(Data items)
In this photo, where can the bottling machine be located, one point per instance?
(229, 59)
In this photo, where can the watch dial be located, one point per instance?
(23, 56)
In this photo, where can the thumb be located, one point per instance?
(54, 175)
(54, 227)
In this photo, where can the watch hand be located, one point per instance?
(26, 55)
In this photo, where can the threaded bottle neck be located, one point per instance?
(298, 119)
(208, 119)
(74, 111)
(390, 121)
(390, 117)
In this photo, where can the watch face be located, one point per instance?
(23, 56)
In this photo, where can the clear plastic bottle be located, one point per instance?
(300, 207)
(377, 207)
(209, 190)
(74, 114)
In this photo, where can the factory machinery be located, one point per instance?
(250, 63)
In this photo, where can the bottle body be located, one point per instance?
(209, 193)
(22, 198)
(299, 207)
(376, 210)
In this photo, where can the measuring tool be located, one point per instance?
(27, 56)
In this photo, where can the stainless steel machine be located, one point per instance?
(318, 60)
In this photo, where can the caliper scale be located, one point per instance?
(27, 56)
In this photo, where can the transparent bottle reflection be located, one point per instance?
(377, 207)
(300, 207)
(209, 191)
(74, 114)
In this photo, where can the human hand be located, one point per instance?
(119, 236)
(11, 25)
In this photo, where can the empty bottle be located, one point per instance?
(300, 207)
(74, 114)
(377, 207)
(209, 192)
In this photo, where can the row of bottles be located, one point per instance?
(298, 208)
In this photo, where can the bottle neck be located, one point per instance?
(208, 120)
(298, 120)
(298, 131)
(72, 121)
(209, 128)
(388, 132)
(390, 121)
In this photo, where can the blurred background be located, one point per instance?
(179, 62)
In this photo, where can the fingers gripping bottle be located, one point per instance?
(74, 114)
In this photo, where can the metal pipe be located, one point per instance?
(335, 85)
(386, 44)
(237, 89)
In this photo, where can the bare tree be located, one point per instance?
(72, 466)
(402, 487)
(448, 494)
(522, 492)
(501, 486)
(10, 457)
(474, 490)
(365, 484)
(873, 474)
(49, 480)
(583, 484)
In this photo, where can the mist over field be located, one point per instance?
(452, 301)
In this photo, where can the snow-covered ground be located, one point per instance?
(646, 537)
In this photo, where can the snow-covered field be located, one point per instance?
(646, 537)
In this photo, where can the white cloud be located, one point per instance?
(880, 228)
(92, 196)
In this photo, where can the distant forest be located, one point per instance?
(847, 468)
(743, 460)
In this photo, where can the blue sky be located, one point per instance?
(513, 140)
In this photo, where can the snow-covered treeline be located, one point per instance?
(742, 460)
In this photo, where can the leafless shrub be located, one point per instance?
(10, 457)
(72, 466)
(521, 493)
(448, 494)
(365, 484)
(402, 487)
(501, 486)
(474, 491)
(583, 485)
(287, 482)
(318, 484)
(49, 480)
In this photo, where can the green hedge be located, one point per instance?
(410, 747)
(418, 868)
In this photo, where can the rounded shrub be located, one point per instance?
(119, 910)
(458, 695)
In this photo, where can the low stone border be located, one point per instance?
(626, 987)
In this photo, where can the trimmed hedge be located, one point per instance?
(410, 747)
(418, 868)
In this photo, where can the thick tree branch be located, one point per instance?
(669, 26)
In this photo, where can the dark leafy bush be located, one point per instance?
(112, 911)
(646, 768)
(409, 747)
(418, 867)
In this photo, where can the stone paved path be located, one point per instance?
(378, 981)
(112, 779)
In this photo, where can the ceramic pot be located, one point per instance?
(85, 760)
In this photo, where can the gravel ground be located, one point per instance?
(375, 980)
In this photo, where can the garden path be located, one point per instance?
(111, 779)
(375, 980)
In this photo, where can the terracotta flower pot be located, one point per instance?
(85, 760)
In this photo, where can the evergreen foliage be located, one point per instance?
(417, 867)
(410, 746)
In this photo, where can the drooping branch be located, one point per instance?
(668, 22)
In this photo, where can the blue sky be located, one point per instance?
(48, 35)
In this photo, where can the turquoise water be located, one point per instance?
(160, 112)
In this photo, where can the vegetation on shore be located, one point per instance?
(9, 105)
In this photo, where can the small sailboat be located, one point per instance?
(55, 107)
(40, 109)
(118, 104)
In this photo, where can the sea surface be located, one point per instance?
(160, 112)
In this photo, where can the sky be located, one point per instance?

* _DIRECTIONS_
Print every one of these records again, word for word and line for line, with nothing changed.

* _FINAL ANSWER_
In this photo, where can the bottling machine be located, one point per instance?
(229, 59)
In this photo, where can the watch dial be located, one point per instance?
(23, 56)
In this photo, where can the thumb be located, one point per instance?
(54, 175)
(54, 227)
In this photo, where can the watch hand be located, one point per instance?
(26, 55)
In this photo, where can the threaded bottle neck be located, one point per instance?
(298, 119)
(208, 119)
(74, 111)
(390, 121)
(390, 117)
In this photo, where can the watch face be located, one point per instance?
(23, 56)
In this photo, where can the clear plastic bottle be located, one point per instance?
(300, 207)
(377, 207)
(209, 190)
(74, 114)
In this photo, where can the factory machinery be located, one point per instance?
(250, 63)
In this photo, where can the bottle body be located, one point per instance?
(209, 193)
(22, 198)
(299, 207)
(376, 210)
In this photo, where can the measuring tool be located, one point per instance?
(27, 56)
In this photo, where can the stainless steel machine be located, one point per instance?
(318, 60)
In this photo, where can the caliper scale be located, one point per instance?
(27, 56)
In this photo, where can the transparent bottle reflection be located, one point per instance?
(377, 207)
(300, 207)
(209, 191)
(74, 114)
In this photo, where can the human hand be located, one point per instance?
(119, 236)
(11, 25)
In this photo, where can the empty bottle be located, one point per instance?
(300, 207)
(74, 114)
(377, 207)
(209, 192)
In this photo, where can the row of bottles be located, one point per instance?
(298, 208)
In this photo, where can the bottle neck be located, one point per instance?
(208, 120)
(298, 120)
(298, 131)
(72, 121)
(209, 128)
(388, 132)
(390, 121)
In this photo, where can the blurred background be located, one point per instance?
(179, 62)
In this photo, where can the fingers gripping bottle be located, one point per instance?
(74, 114)
In this photo, where can the metal pipe be located, one point per instance?
(335, 85)
(386, 44)
(237, 89)
In this photo, where can the bare tree be located, one point per instance?
(72, 466)
(402, 487)
(448, 494)
(522, 492)
(501, 486)
(10, 457)
(474, 490)
(365, 484)
(873, 474)
(49, 480)
(583, 484)
In this photo, where can the mist over field be located, one point per instance?
(452, 301)
In this photo, where can the snow-covered ground be located, one point per instance?
(646, 537)
In this photo, where can the snow-covered field be located, one point per instance?
(646, 537)
In this photo, where can the white cloud be located, one point per instance?
(880, 228)
(92, 196)
In this photo, where can the distant forest be located, one point per instance?
(847, 468)
(743, 460)
In this photo, where can the blue sky be located, one point per instance?
(513, 140)
In this photo, where can the snow-covered treeline be located, one point per instance?
(742, 460)
In this photo, where can the leafless shrub be located, one point per instance?
(10, 457)
(72, 466)
(521, 493)
(448, 494)
(365, 484)
(402, 487)
(501, 486)
(474, 491)
(583, 485)
(287, 482)
(318, 484)
(49, 480)
In this photo, where can the green hedge be located, one point per instance?
(410, 747)
(418, 868)
In this photo, where can the rounded shrub be located, one point per instance?
(119, 910)
(458, 695)
In this photo, where can the low stone border be located, one point per instance?
(626, 987)
In this photo, where can the trimmed hedge be located, one point per instance?
(410, 747)
(418, 868)
In this photo, where can the thick tree branch be located, one point per instance?
(669, 26)
In this photo, where can the dark leafy bush be located, one point per instance?
(112, 911)
(646, 768)
(409, 747)
(418, 867)
In this photo, where can the stone paved path be located, one point per instance?
(378, 981)
(112, 779)
In this photo, where can the ceramic pot be located, one point per instance?
(85, 760)
In this photo, where can the gravel ground be located, one point per instance?
(375, 980)
In this photo, where can the garden path be located, one point per instance?
(111, 779)
(375, 980)
In this photo, where can the terracotta flower pot be located, one point per instance?
(85, 760)
In this photo, where can the evergreen foliage be located, one point per instance?
(417, 867)
(410, 746)
In this photo, where can the drooping branch be located, one point per instance?
(668, 22)
In this photo, where can the blue sky be located, one point per instance?
(48, 35)
In this photo, where can the turquoise water be located, one point per instance?
(160, 112)
In this photo, where can the vegetation on shore be located, one point per instance?
(9, 105)
In this photo, where can the small sailboat be located, one point per instance?
(55, 107)
(40, 109)
(118, 104)
In this photo, where can the sea surface be located, one point per instance?
(160, 112)
In this photo, where can the sky be located, one point per instance?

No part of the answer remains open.